* **Passage provided**
▬▬▬▬▬▬▬▬▬▬

As far as Nintendo goes, they have always been in it for the money, they were never cheap. (I'm old, trust me, I know) The last Nintendo consoles I owned and played, were NES, SNES, N64. All expensive, little game improvements to each console generation.

I switched to PS2 after that, still had my PS1 as well. I have a distant family member who played the later Nintendo consoles in his generation. Game Cube, 3DS, Wii, now Switch. All the consoles have one thing in common, none of them attracted me.

Its my opinion that Nintendo has ruined Super Mario Brothers with all the silly spin offs, most notably their kart games starting with Game Cube on. Kids love them, cause its all they know, and never played the older stuff.

I got into Xbox in the 2000's with the 360. Then Microsoft decided to start ruining its consoles after their next console too, and thats when I completely got out of the console market for good, and became only a PC gamer.

Were living in new times folks, where you don't own a physical copy of the game. Truth is, it made life more convenient to just buy the game online and it gets downloaded and installed. No having to get in your car or take a bus, to peruse a game shop that might not even have your game in stock.

Plus, you also avoid the crazies who come flying in the doors flank speed, knocking people over, to get the latest game. People go nuts when anything popular and new comes out. In my moms time, it was the cabbage patch dolls, people were going nuts even back then!


In a way, that's not exactly new

Physical copies don't last forever, the cartridges will start failing sooner or later and the discs will get scratched with use eventually. That's not even keeping in mind the consoles themselves

Yes, nintendo can't come to your home and take your copy of super mario world away from you and it will work with no questions asked for as long as it works. But what if you want to make sure you will be able to play the game you bought in many years from now without any concern about the copy of the game nor the platform it was designed for no longer functioning properly? The best long-term solution would be allowing you to run the game on modern hardware and let you make backups of your game, but that's something no console manufacturer has ever allowed anyone to do. Sure, homebrew communities have managed to create workarounds to be able to emulate your own copy of a console game without resorting to piracy, but console companies will never support that, and sometimes even attack it directly (nintendo trying to take down a wii emulator far into the switch's life even if the emulator never directly promoted piracy, for example)

▬▬▬▬▬▬▬▬▬▬

(Object detection data)
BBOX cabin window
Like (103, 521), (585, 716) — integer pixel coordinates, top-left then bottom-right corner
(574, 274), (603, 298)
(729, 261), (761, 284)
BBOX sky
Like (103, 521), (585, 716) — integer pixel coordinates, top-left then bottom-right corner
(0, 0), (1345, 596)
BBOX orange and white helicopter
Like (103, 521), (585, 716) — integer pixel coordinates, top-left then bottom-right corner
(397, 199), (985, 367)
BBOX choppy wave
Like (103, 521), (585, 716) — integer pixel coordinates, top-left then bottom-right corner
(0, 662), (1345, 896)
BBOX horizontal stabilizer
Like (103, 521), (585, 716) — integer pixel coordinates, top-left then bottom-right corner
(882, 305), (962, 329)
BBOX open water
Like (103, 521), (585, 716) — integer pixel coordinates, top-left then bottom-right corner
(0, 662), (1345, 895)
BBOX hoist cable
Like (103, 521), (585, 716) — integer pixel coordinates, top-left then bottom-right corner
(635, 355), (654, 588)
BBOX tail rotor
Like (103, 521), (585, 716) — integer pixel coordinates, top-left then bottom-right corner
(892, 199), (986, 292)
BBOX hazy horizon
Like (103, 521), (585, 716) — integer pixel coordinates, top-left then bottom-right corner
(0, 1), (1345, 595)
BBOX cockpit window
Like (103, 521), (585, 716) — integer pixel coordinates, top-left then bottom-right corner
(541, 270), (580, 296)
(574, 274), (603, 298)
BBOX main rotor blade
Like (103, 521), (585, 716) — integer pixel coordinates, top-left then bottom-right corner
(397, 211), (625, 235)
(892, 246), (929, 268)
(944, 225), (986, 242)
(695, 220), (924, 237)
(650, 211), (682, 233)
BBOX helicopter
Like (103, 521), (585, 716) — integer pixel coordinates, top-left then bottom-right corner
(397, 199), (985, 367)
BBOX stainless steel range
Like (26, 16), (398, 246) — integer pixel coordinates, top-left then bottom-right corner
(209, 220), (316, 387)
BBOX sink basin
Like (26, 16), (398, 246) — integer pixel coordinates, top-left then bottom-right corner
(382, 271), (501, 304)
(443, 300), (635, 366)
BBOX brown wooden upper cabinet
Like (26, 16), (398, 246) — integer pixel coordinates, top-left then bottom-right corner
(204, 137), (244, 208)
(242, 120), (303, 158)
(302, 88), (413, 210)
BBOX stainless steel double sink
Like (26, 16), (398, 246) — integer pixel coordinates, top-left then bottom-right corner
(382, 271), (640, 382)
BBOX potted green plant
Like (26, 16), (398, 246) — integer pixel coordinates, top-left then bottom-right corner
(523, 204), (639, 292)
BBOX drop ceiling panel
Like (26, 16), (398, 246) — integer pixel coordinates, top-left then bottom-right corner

▬▬▬▬▬▬▬▬▬▬

* **To-do list**
1. Please copy out the whole piece on Nintendo consoles and buying games, word for word.
2. Reproduce the records exactly, from their very first line up to and including the line containing "(0, 662), (1345, 895)", and give only those lines.

* **Answers to the tasks**
1.
As far as Nintendo goes, they have always been in it for the money, they were never cheap. (I'm old, trust me, I know) The last Nintendo consoles I owned and played, were NES, SNES, N64. All expensive, little game improvements to each console generation.

I switched to PS2 after that, still had my PS1 as well. I have a distant family member who played the later Nintendo consoles in his generation. Game Cube, 3DS, Wii, now Switch. All the consoles have one thing in common, none of them attracted me.

Its my opinion that Nintendo has ruined Super Mario Brothers with all the silly spin offs, most notably their kart games starting with Game Cube on. Kids love them, cause its all they know, and never played the older stuff.

I got into Xbox in the 2000's with the 360. Then Microsoft decided to start ruining its consoles after their next console too, and thats when I completely got out of the console market for good, and became only a PC gamer.

Were living in new times folks, where you don't own a physical copy of the game. Truth is, it made life more convenient to just buy the game online and it gets downloaded and installed. No having to get in your car or take a bus, to peruse a game shop that might not even have your game in stock.

Plus, you also avoid the crazies who come flying in the doors flank speed, knocking people over, to get the latest game. People go nuts when anything popular and new comes out. In my moms time, it was the cabbage patch dolls, people were going nuts even back then!


In a way, that's not exactly new

Physical copies don't last forever, the cartridges will start failing sooner or later and the discs will get scratched with use eventually. That's not even keeping in mind the consoles themselves

Yes, nintendo can't come to your home and take your copy of super mario world away from you and it will work with no questions asked for as long as it works. But what if you want to make sure you will be able to play the game you bought in many years from now without any concern about the copy of the game nor the platform it was designed for no longer functioning properly? The best long-term solution would be allowing you to run the game on modern hardware and let you make backups of your game, but that's something no console manufacturer has ever allowed anyone to do. Sure, homebrew communities have managed to create workarounds to be able to emulate your own copy of a console game without resorting to piracy, but console companies will never support that, and sometimes even attack it directly (nintendo trying to take down a wii emulator far into the switch's life even if the emulator never directly promoted piracy, for example)

2.
BBOX cabin window
Like (103, 521), (585, 716) — integer pixel coordinates, top-left then bottom-right corner
(574, 274), (603, 298)
(729, 261), (761, 284)
BBOX sky
Like (103, 521), (585, 716) — integer pixel coordinates, top-left then bottom-right corner
(0, 0), (1345, 596)
BBOX orange and white helicopter
Like (103, 521), (585, 716) — integer pixel coordinates, top-left then bottom-right corner
(397, 199), (985, 367)
BBOX choppy wave
Like (103, 521), (585, 716) — integer pixel coordinates, top-left then bottom-right corner
(0, 662), (1345, 896)
BBOX horizontal stabilizer
Like (103, 521), (585, 716) — integer pixel coordinates, top-left then bottom-right corner
(882, 305), (962, 329)
BBOX open water
Like (103, 521), (585, 716) — integer pixel coordinates, top-left then bottom-right corner
(0, 662), (1345, 895)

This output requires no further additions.